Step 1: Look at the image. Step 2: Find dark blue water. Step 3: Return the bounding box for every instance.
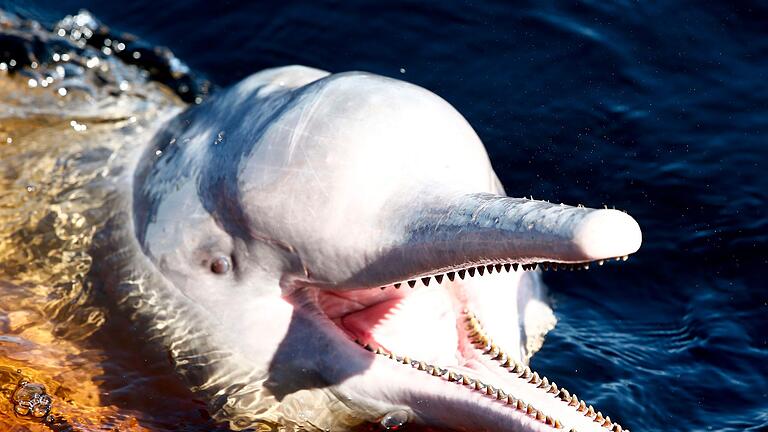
[3,1,767,431]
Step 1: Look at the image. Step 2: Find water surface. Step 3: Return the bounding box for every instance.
[1,1,766,431]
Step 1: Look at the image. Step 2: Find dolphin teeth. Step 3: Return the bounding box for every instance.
[578,401,587,412]
[622,255,629,261]
[526,405,536,416]
[458,269,466,279]
[447,271,456,281]
[407,280,416,288]
[598,259,605,266]
[486,264,494,274]
[467,267,476,277]
[462,376,473,386]
[545,416,555,426]
[504,263,512,272]
[558,388,571,401]
[594,411,604,423]
[485,385,496,396]
[537,377,549,388]
[364,344,374,352]
[448,371,461,382]
[494,263,503,272]
[531,263,538,270]
[536,411,546,422]
[506,395,516,405]
[554,419,563,428]
[394,282,401,289]
[496,389,507,400]
[548,383,559,394]
[512,263,519,271]
[529,372,541,384]
[612,424,622,431]
[487,344,500,357]
[516,400,526,411]
[435,274,444,284]
[602,416,612,427]
[569,395,580,407]
[421,277,431,286]
[586,405,595,417]
[477,266,485,276]
[520,367,532,380]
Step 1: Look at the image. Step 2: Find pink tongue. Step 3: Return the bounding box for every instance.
[340,286,459,364]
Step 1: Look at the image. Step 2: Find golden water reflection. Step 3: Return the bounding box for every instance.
[0,73,204,431]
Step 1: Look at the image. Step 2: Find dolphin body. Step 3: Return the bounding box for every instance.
[90,65,641,431]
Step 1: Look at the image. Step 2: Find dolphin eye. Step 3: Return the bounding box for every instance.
[210,256,232,275]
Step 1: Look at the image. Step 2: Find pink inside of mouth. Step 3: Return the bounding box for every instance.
[319,284,464,366]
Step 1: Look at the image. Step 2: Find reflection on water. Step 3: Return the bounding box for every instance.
[0,48,196,428]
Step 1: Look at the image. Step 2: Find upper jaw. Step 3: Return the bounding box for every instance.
[300,193,641,292]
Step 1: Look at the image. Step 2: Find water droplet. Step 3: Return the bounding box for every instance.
[214,131,226,145]
[399,68,406,74]
[70,120,87,132]
[380,409,408,430]
[12,381,52,419]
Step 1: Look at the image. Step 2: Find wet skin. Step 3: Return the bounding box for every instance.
[107,66,642,431]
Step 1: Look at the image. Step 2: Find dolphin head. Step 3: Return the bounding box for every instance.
[132,66,641,431]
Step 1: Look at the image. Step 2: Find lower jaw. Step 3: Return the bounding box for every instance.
[330,302,630,432]
[310,267,631,431]
[351,309,566,430]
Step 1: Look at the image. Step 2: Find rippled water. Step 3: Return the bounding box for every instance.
[1,1,766,431]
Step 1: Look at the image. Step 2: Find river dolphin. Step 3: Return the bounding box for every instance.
[91,65,641,431]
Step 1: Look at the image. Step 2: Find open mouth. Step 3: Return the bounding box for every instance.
[314,257,632,432]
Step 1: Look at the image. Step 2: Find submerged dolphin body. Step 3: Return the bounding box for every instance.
[97,65,641,431]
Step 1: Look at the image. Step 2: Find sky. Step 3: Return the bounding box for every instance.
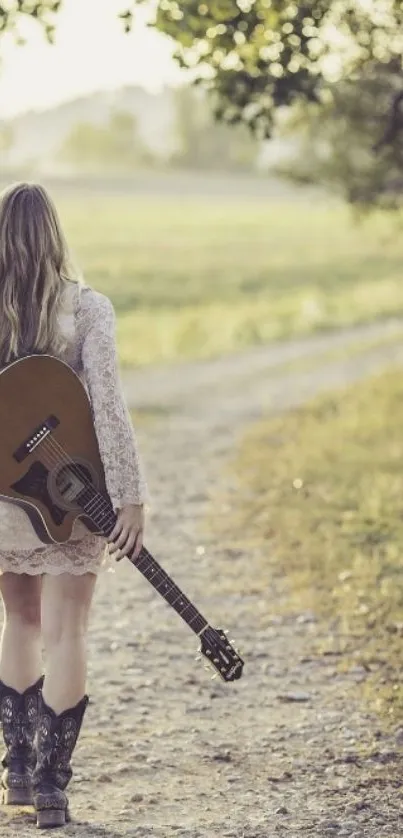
[0,0,183,119]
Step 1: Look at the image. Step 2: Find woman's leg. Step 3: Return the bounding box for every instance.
[0,572,43,691]
[34,573,96,826]
[0,572,43,805]
[41,572,97,713]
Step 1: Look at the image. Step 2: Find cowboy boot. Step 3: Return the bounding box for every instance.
[33,693,89,829]
[0,676,44,805]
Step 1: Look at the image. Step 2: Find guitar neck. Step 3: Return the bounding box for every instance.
[78,486,209,637]
[128,545,208,636]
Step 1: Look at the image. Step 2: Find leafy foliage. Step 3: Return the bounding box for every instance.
[0,1,62,43]
[127,1,403,139]
[275,59,403,212]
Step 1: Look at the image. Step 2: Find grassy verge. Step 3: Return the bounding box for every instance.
[56,194,403,366]
[210,367,403,725]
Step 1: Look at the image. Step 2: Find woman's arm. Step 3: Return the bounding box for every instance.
[77,288,148,514]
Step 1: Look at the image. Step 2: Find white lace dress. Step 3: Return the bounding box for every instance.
[0,282,148,576]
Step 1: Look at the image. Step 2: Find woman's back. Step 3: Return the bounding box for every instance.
[0,182,147,570]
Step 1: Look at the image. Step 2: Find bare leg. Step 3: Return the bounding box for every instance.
[41,572,97,713]
[0,572,42,691]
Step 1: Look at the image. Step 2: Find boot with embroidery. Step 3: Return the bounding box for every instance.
[0,676,44,805]
[33,693,88,829]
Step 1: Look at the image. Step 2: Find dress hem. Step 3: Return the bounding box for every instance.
[0,563,108,576]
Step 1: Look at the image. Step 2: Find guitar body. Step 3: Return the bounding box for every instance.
[0,355,106,544]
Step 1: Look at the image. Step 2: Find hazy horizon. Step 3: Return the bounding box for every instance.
[0,0,183,120]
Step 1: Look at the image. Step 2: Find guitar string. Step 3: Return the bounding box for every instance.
[35,436,208,631]
[37,445,111,527]
[34,430,120,523]
[41,436,116,526]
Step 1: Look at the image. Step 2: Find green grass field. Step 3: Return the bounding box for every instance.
[210,367,403,724]
[57,194,403,366]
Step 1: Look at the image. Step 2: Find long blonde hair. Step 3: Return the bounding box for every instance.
[0,182,77,366]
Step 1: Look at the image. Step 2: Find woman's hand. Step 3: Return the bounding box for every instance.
[107,503,145,561]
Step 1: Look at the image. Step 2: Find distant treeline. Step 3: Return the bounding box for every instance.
[58,88,259,173]
[0,87,260,176]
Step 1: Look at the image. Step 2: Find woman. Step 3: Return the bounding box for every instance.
[0,182,148,828]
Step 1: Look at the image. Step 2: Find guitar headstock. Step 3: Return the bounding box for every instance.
[199,626,244,682]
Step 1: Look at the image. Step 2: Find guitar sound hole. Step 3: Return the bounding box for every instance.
[48,460,97,510]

→ About this task: Restate the entries above word for word, minus the pictures.

→ Written solution:
Step 1: Look at the image. Step 2: Find dark blue water. Step 3: Return the bounding box for every instance.
[3,1,767,431]
Step 1: Look at the image. Step 2: Find water surface. Step 3: Return the bounding box for every instance.
[1,1,766,431]
Step 1: Look at the image. Step 2: Find dolphin teeth. Step 3: Return the bounding box for every instance.
[578,401,587,412]
[622,255,629,261]
[526,405,536,416]
[458,269,466,279]
[447,271,456,281]
[407,280,416,288]
[598,259,605,266]
[486,264,494,274]
[467,267,476,277]
[462,376,473,386]
[545,416,555,426]
[504,263,512,272]
[558,388,571,401]
[594,411,604,423]
[485,385,496,396]
[537,377,549,388]
[364,344,374,352]
[448,371,461,382]
[494,263,503,272]
[531,263,538,270]
[536,411,546,422]
[506,395,516,405]
[554,419,563,428]
[394,282,401,289]
[496,389,507,400]
[548,383,559,394]
[512,263,519,271]
[529,372,541,384]
[612,424,622,431]
[487,344,500,357]
[516,400,526,411]
[435,274,444,284]
[602,416,612,427]
[569,395,580,407]
[421,277,431,286]
[586,405,595,417]
[477,266,485,276]
[520,367,532,380]
Step 1: Look at the image. Step 2: Find pink tongue. Step 3: Return the bounding box for every instance.
[340,286,459,364]
Step 1: Look at the image. Step 2: Find golden water reflection. Step 3: Return the bounding box for every instance.
[0,73,204,431]
Step 1: Look at the image. Step 2: Find dolphin body. Step 3: Return the bounding box for every instance.
[90,65,641,431]
Step 1: Look at the image. Step 2: Find dolphin eye. Step 3: Return the bounding box for every instance.
[210,256,232,275]
Step 1: Look at the image. Step 2: Find pink inside of mouth. Step 3: Return the bounding box for every instance.
[319,284,464,366]
Step 1: Look at the image. Step 2: Find reflection on water. Step 3: Return the bounding box for every instance.
[0,48,196,428]
Step 1: Look at the image. Step 2: Find upper jaw. Step 3: Return the bounding box for every instance.
[300,193,641,292]
Step 1: Look at the image. Step 2: Find water droplet. Step 3: Return the bounding box for every instance.
[214,131,226,145]
[399,68,406,74]
[70,120,87,132]
[380,409,408,430]
[12,381,52,419]
Step 1: Look at the image. Step 2: Find wet skin. Step 3: Return the bounding box for every instance.
[107,66,642,431]
Step 1: Look at the image. Step 2: Find dolphin head. Step 3: Return the bounding box for every instance.
[132,66,641,431]
Step 1: Look at the image. Step 2: Find lower jaw. Step 3: Return the bounding box for every instance.
[330,302,630,432]
[310,267,631,431]
[351,309,566,430]
Step 1: Look at the image. Step 2: Find rippled water. Step 3: Return the bounding box for every instance.
[1,1,766,431]
Step 1: Look at the image. Step 2: Find river dolphin. Step 3: Return the bounding box for every instance.
[91,65,641,431]
Step 1: Look at the image. Step 2: Find open mouth. Step 3: Return the bounding box for every instance.
[314,257,632,432]
Step 1: Look at the image. Step 2: Find submerged dolphin body. Step 3: Return the bounding box for every instance.
[97,65,641,431]
Step 1: Look at the image. Step 2: Find sky. Step 3: Return the bounding box for every instance.
[0,0,183,119]
Step 1: Look at the image. Step 2: Find woman's leg. Step 3: Return the bounding box for every instance.
[0,572,43,691]
[34,573,96,826]
[0,572,43,805]
[41,572,97,713]
Step 1: Look at the image. Step 2: Find cowboy boot. Step 3: Return the bounding box for every instance.
[33,693,89,829]
[0,676,44,805]
Step 1: Look at the image. Step 2: Find guitar neck. Step 3: Return the bounding box for every instance.
[78,486,209,637]
[128,545,208,636]
Step 1: Look at the image. Step 2: Find leafy foliage. Step 3: Return the bounding box for every instance.
[0,1,62,43]
[127,1,403,139]
[275,59,403,212]
Step 1: Look at the image. Step 2: Find grassy verge. Step 3: Return the bounding box for every instance.
[56,194,403,366]
[210,367,403,725]
Step 1: Look at the image. Step 2: Find woman's arm. Step 3: Return the bounding box for every instance.
[77,288,148,514]
Step 1: Look at the image. Step 2: Find white lace dress. Step 3: Return the bounding box for every instance.
[0,282,148,576]
Step 1: Look at the image. Step 2: Find woman's back. Step 3: Return the bounding box for every instance.
[0,182,147,570]
Step 1: Look at the image. Step 2: Find bare leg. Step 3: Return the bounding box for every instance.
[41,572,97,713]
[0,572,42,691]
Step 1: Look at the image. Step 2: Find boot with embroidery. Step 3: Return the bounding box for every instance.
[0,676,44,805]
[33,693,88,829]
Step 1: Look at the image. Step 2: Find dress hem. Step 3: Return the bounding box for every instance.
[0,563,108,576]
Step 1: Look at the image. Step 2: Find guitar body. Step 3: Return the bounding box for every instance.
[0,355,106,544]
Step 1: Look at the image. Step 2: Find hazy horizon. Step 3: Return the bounding box for every instance.
[0,0,183,120]
Step 1: Look at the image. Step 2: Find guitar string. Step 3: Return the bounding box for every instance.
[35,436,208,631]
[37,445,111,527]
[34,430,120,523]
[41,436,116,526]
Step 1: Look at the image. Step 2: Find green grass field. Step 3: Return the bounding box for every instance.
[210,367,403,724]
[57,194,403,366]
Step 1: Look at the image. Step 2: Find long blonde hair. Step 3: Return the bounding box for every instance.
[0,182,77,366]
Step 1: Look at the image. Step 2: Find woman's hand. Step 3: Return the bounding box for every instance.
[107,503,145,561]
Step 1: Look at the image. Step 2: Find distant treeline. Step 3: Return the bounding box for every instance.
[58,88,259,173]
[0,87,260,176]
Step 1: Look at the image. Step 2: Find woman. Step 3: Return the bounding box for every instance.
[0,182,148,828]
Step 1: Look at the image. Step 2: Find guitar headstock. Step 3: Return the bounding box for every instance.
[199,626,244,682]
Step 1: Look at the image. Step 2: Find guitar sound hole. Step 3: Return the bounding box for every instance.
[48,460,97,510]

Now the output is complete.